> Выбранный отрывок:

⁂

Теплотой светятся глаза Молокова. Он крепко целует меня. Подходит Мазурук. Губы его сжаты. Взгляд устремлен туда, где сверкающий ледяной покров сливается с небесным простором.

– Скоро и мы…-говорит он, пожимая мне руку.

Я его понимаю.

Солнце светит попрежнему ярко. Только далеко-далеко на горизонте плывут прозрачные облака. Вырастут ли они в мрачные тяжелые тучи, прежде чем наша быстрокрылая птица домчится до своей цели?..

Надо торопиться. Я сажусь за штурвал. Прощай, Рудольф! Прощайте, дорогие друзья! До скорого радостного свидания!

Винты с силой рассекают воздух. Какой-то миг… и ревущие на полных оборотах моторы тянут машину вперед.

Самолет набирает скорость. Скачок, второй, третий… На двадцать четвертой секунде мы отрываемся от земли.

Около домика стоят провожающие. Они восторженно машут руками, кидают в воздух шапки.

Зимовка остается далеко позади.

Сначала мы шли над бесконечными нагромождениями айсбергов, торосов, над ледяными долями, густо изрезанными трещинами. Но чем дальше мы продвигались на север, тем ровнее становился ледяной покров.

Мысль, что я веду самолет на полюс, вызывала во мне такие бурные приливы радости, что мне стоило большого труда сдерживать волнение и спокойно вести машину по заданному курсу.

Мы постепенно набираем высоту. Вот уже тысяча метров. Мороз двадцать три градуса. Дует ровный встречный ветер. Путевая скорость незначительна. Самолет идет спокойно; отсутствует качка, опасная для нашей перегруженной машины.

⁂

> Исходные данные:
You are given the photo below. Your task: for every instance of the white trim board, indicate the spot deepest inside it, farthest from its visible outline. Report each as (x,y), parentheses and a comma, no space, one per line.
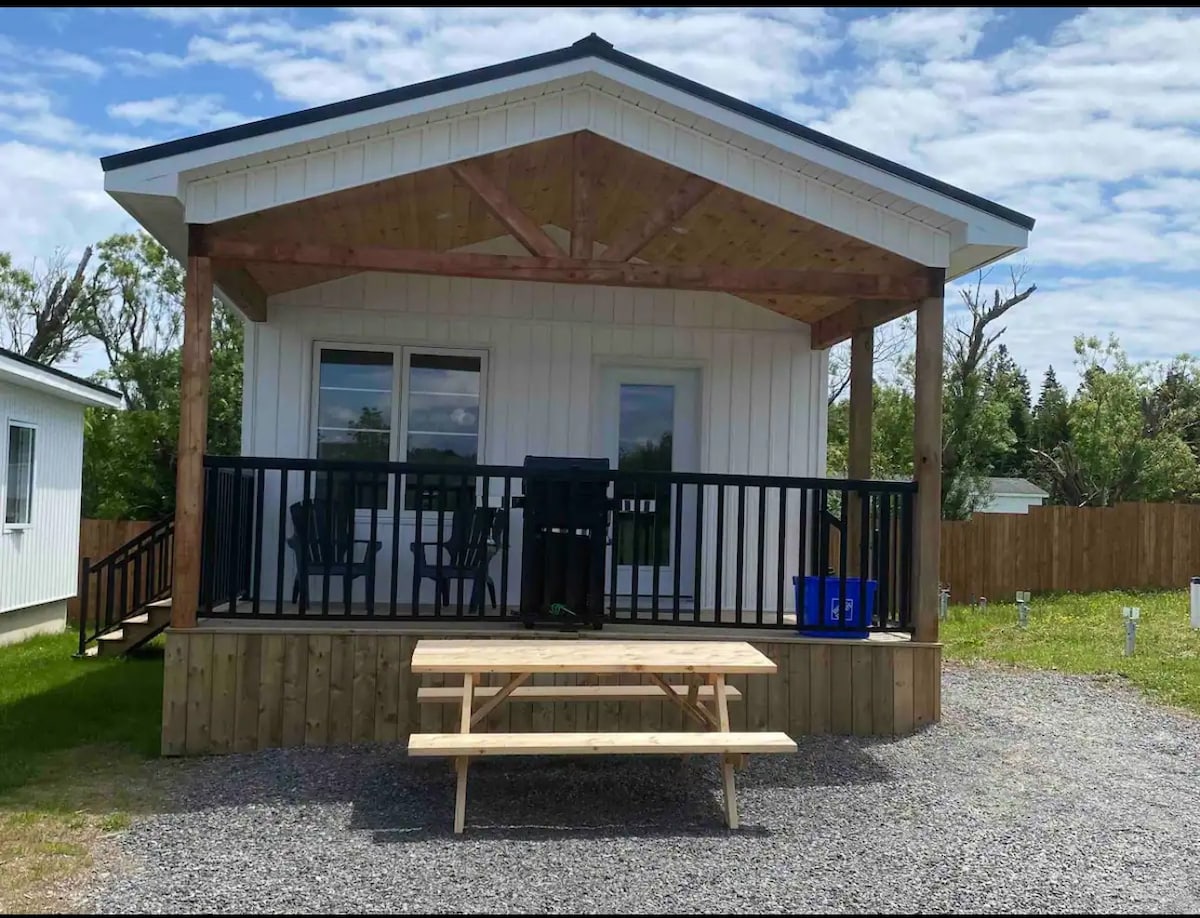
(733,149)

⁂

> Задачи:
• A. Воспроизведите отрывок о полете к полюсу от слов «Солнце светит попрежнему» до слов «тянут машину вперед.» включительно.
• B. Допишите следующую часть отрывка о полете к полюсу, начиная сразу после его последнего предложения.
Приведенные строки никак не связаны с отрывком.

> Ответы по задачам:
• A.
Солнце светит попрежнему ярко. Только далеко-далеко на горизонте плывут прозрачные облака. Вырастут ли они в мрачные тяжелые тучи, прежде чем наша быстрокрылая птица домчится до своей цели?..

Надо торопиться. Я сажусь за штурвал. Прощай, Рудольф! Прощайте, дорогие друзья! До скорого радостного свидания!

Винты с силой рассекают воздух. Какой-то миг… и ревущие на полных оборотах моторы тянут машину вперед.

• B.
Ярко сияет солнце, горизонт чист. Мне хорошо виден солнечный зайчик, который мы не должны выпускать из центра объектива солнечного компаса. В ушах непрерывно, с одинаковой слышимостью, звучат сигналы радиомаяка. Мы идем в зоне.

Через двадцать минут полета впереди показались какие-то темные пятна.

Бабушкин посмотрел в бинокль, затем наклонился ко мне и крикнул:

– Кажется, туман!

«Не страшно. Лишь бы полюс был открыт», – подумал я.

Скоро мы уже ясно различали клочья тумана. Дальше, к северу, они сгущались. Постепенно поверхность океана скрылась за сплошной дымкой. Над нами появились высокие перистые облака.

Самолет шел на высоте тысячи пятисот метров. Погода заметно портилась. Мы летели уже в прослойке облаков.

Ко мне подошел Отто Юльевич.

– Ну, как?-спросил он, показывая на облака.

– Лететь еще можно, - ответил я.

Мы решили итти вперед и только в том случае повернуть обратно, если верхние и нижние облака сомкнутся и начнется обледенение.

Прислушиваясь к ровному гулу моторов, я размечтался и мысленно уже вел на посадку свой крылатый корабль. Я и не подозревал, что в это время бортмеханики переживали очень тяжелые минуты. Морозов заметил подозрительный пар, поднимавшийся от левого среднего мотора. Он позвал Бассейна, и они вдвоем принялись осматривать мотор.

Предполагая, что в появлении пара виновна дренажная трубка, Бассейн закрыл ее конец рукой. Но пар продолжал итти.

Еще и еще раз осмотрев мотор, Морозов обнаружил, что пар просачивается снизу, из крыла. Он приложил руку к нижнему шву крыла. Рука стала влажной, и механики сразу поняли, что из радиатора вытекает незамерзающая жидкость – антифриз.

Бассейн подошел к Отто Юльевичу и, наклонившись, чтобы никто не слышал, сказал:

– Разрешите доложить, товарищ начальник. Через час, а может быть и раньше, один из моторов выйдет из строя. Повреждена магистраль – из мотора вытекает антифриз. Предстоит вынужденная посадка.

– Как посадка?

За окном сплошные облака. Как же садиться?..

Помолчав минуту, Шмидт спросил:

– А Водопьянову вы доложили?

– Нет еще, но я заранее знаю, что командир скажет: «Полетим на трех моторах».

– Я тоже думаю, что лучше лететь вперед. Если уж придется садиться, то по крайней мере как можно ближе к полюсу… Вы все-таки доложите командиру.

Бассейн подошел ко мне:

– Товарищ командир, через час, а может быть и раньше, один из моторов выйдет из строя.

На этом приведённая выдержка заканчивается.